(Collected data)
◇ ◇ ◇ ◇ ◇ ◇ ◇

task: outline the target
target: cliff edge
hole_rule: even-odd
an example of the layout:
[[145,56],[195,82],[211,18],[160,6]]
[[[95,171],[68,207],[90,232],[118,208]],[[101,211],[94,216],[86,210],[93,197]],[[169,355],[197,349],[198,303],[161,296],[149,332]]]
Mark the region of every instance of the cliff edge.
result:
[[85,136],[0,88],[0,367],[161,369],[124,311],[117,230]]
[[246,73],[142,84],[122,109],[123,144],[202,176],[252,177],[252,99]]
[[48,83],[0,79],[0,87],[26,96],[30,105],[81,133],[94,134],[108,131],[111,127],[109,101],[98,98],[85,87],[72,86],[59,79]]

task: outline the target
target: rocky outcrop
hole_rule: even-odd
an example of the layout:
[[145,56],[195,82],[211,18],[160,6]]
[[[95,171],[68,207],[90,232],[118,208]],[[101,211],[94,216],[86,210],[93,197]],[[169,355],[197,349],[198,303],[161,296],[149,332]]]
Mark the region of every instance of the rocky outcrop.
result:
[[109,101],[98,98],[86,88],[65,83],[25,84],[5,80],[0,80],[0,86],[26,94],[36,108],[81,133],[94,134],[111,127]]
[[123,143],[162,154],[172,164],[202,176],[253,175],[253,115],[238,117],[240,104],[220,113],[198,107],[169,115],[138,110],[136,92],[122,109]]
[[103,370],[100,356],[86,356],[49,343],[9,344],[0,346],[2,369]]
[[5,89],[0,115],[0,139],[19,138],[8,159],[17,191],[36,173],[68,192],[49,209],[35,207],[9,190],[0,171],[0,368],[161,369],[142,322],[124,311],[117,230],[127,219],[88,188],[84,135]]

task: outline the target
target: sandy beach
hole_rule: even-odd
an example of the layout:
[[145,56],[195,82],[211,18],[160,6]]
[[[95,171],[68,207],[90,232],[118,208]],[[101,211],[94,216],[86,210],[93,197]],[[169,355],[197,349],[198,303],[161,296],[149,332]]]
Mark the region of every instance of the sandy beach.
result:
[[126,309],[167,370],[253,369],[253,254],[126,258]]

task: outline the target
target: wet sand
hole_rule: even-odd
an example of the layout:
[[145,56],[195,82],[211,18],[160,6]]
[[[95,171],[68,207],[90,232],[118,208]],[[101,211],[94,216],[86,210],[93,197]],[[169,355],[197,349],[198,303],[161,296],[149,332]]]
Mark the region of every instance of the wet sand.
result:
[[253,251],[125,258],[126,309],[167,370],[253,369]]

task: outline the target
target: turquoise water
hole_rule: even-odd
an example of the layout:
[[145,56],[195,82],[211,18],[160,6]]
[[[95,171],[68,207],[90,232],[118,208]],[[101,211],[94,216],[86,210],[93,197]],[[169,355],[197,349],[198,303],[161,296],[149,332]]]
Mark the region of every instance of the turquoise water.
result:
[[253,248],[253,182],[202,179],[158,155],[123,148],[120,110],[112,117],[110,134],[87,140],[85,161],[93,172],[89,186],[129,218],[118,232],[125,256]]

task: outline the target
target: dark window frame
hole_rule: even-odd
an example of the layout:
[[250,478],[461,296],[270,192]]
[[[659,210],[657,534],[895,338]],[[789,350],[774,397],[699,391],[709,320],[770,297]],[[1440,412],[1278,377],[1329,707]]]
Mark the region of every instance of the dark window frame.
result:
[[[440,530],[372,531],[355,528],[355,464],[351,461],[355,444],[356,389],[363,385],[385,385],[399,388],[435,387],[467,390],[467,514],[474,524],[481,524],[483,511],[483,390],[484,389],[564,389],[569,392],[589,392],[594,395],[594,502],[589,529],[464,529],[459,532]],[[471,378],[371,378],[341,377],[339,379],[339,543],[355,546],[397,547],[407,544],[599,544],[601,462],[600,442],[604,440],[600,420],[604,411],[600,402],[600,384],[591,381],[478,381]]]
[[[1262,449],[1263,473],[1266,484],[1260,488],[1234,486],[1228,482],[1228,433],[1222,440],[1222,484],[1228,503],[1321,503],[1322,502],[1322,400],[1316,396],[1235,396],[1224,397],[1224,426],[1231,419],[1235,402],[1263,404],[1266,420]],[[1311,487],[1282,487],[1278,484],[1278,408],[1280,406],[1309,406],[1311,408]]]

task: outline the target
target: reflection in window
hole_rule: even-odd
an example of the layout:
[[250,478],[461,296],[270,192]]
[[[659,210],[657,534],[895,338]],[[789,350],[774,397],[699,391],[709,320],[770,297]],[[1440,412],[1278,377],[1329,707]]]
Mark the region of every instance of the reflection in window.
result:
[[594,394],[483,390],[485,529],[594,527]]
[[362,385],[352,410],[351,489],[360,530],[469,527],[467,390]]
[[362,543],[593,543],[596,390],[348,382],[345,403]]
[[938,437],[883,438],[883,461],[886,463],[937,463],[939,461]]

◇ ◇ ◇ ◇ ◇ ◇ ◇

TASK STATEMENT:
Would you reproduce all the entries exactly?

EXERCISE OUTPUT:
task: outline the target
target: cliff edge
hole_rule: even-odd
an example of the layout:
[[145,56],[195,82],[211,18],[160,6]]
[[[95,171],[68,207],[90,232],[118,208]],[[101,211],[94,216],[86,210],[93,197]],[[169,355],[197,349],[198,303],[161,296],[149,332]]]
Mark the region of every instance of the cliff edge.
result:
[[85,136],[0,88],[0,367],[161,369],[124,311],[117,230]]
[[246,73],[142,84],[122,109],[123,144],[202,176],[252,177],[252,99]]
[[48,83],[0,79],[0,87],[26,96],[30,105],[81,133],[94,134],[108,131],[111,127],[109,101],[98,98],[85,87],[72,86],[59,79]]

task: outline the target
target: rocky outcrop
hole_rule: even-odd
an example of the layout:
[[145,56],[195,82],[211,18],[160,6]]
[[[95,171],[68,207],[90,232],[118,208]],[[101,211],[94,216],[86,210],[93,197]],[[169,355],[197,349],[198,303],[161,296],[149,332]]]
Mark the region of every instance of the rocky outcrop.
result:
[[109,101],[98,98],[86,88],[65,83],[25,84],[5,80],[0,80],[0,86],[26,94],[36,108],[81,133],[94,134],[111,127]]
[[123,143],[162,154],[172,164],[202,176],[253,175],[253,115],[238,117],[240,104],[220,113],[198,107],[169,115],[138,110],[136,92],[122,109]]
[[103,370],[100,356],[86,356],[49,343],[9,344],[0,346],[2,369]]
[[5,89],[0,115],[0,139],[19,138],[8,159],[17,191],[36,173],[68,192],[49,209],[35,207],[9,190],[0,171],[0,368],[161,369],[142,322],[124,311],[117,230],[127,219],[88,188],[84,135]]

task: outline the target
target: sandy beach
hole_rule: even-odd
an example of the layout:
[[145,56],[195,82],[211,18],[160,6]]
[[[95,171],[68,207],[90,232],[118,208]],[[101,211],[94,216],[86,210],[93,197]],[[169,355],[197,349],[198,303],[161,296],[149,332]]]
Mark the region of every instance of the sandy beach.
result:
[[126,309],[167,370],[253,369],[253,254],[126,258]]

task: outline the target
target: wet sand
hole_rule: even-odd
an example of the layout:
[[145,56],[195,82],[211,18],[160,6]]
[[[95,171],[68,207],[90,232],[118,208]],[[101,211],[94,216],[86,210],[93,197]],[[169,355],[197,349],[198,303],[161,296],[149,332]]]
Mark the region of every instance of the wet sand.
result:
[[253,251],[125,258],[126,309],[167,370],[253,369]]

task: outline the target
target: turquoise water
hole_rule: even-odd
an example of the layout:
[[145,56],[195,82],[211,18],[160,6]]
[[[95,171],[68,207],[90,232],[118,208]],[[101,211],[94,216],[86,210],[93,197]],[[169,355],[197,349],[198,303],[161,296],[149,332]]]
Mark the region of every instance of the turquoise water.
result:
[[253,248],[253,182],[202,179],[158,155],[123,148],[120,110],[112,117],[110,134],[87,140],[85,161],[93,172],[89,186],[129,218],[118,232],[125,256]]

task: outline the target
target: dark window frame
hole_rule: even-odd
an example of the layout:
[[250,478],[461,296],[270,192]]
[[[659,210],[657,534],[895,338]],[[789,350],[774,397],[699,391],[709,320],[770,297]],[[1440,412],[1278,377],[1329,707]]]
Mark the region of every instance of the dark window frame.
result:
[[[440,530],[372,531],[355,528],[355,464],[351,461],[355,444],[356,389],[363,385],[385,385],[399,388],[435,387],[467,390],[467,514],[474,524],[481,524],[483,511],[483,390],[484,389],[564,389],[569,392],[589,392],[594,395],[594,502],[589,529],[464,529],[459,532]],[[471,378],[371,378],[341,377],[339,379],[339,543],[355,546],[397,547],[407,544],[599,544],[601,462],[600,442],[604,440],[600,420],[604,411],[600,402],[600,384],[591,381],[478,381]]]
[[[1262,449],[1263,473],[1266,484],[1260,488],[1234,486],[1228,482],[1228,433],[1222,440],[1222,484],[1228,503],[1321,503],[1322,502],[1322,400],[1316,396],[1235,396],[1224,397],[1224,426],[1231,419],[1235,402],[1263,404],[1266,420]],[[1311,487],[1282,487],[1278,484],[1278,408],[1280,406],[1309,406],[1311,408]]]

task: outline the target
target: reflection in window
hole_rule: even-odd
an example of the layout:
[[250,478],[461,296],[270,192]]
[[[659,210],[657,534],[895,338]],[[789,350],[774,397],[699,391],[709,320],[770,297]],[[1440,412],[1278,377],[1329,707]]]
Mark the region of every instance of the reflection in window.
result:
[[594,394],[483,390],[485,529],[594,527]]
[[362,385],[352,410],[351,489],[360,530],[469,527],[467,390]]
[[362,543],[593,543],[596,390],[348,382],[345,403]]
[[938,437],[883,438],[883,461],[886,463],[937,463],[939,461]]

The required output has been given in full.